+++ Exercise inputs

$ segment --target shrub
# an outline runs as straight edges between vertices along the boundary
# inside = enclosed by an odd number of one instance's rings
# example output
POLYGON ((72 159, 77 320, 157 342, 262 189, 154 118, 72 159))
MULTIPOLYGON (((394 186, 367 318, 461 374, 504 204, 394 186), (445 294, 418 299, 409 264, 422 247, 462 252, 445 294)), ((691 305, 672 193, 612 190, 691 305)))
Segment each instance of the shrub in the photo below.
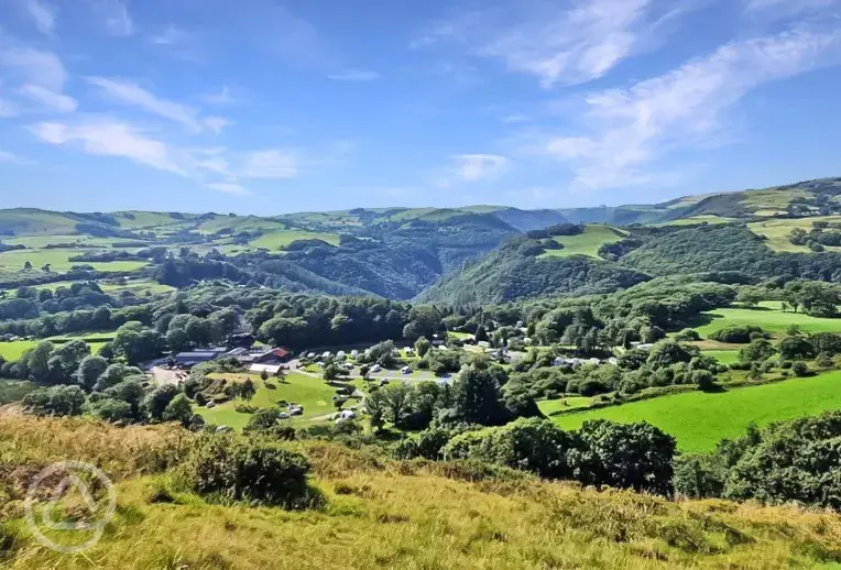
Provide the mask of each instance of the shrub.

++++++

Aim -> Reproduce every line of the records above verbatim, omitting the pictures from your answer.

Result of this exercise ->
$ segment --target shrub
# an outline runs as straight edges between vertices along the boundary
# inside = enclosed by an odd number of one instance's rings
# example output
POLYGON ((72 159, 77 320, 157 342, 262 189, 154 118, 72 159))
MULTIPOLYGON (((394 186, 367 318, 461 374, 504 204, 394 186), (445 294, 418 299, 409 264, 422 247, 462 252, 445 294)), ((691 305, 672 193, 612 190, 691 305)))
Segment each instance of the shrub in the photo below.
Provide the mask of each instance of the shrub.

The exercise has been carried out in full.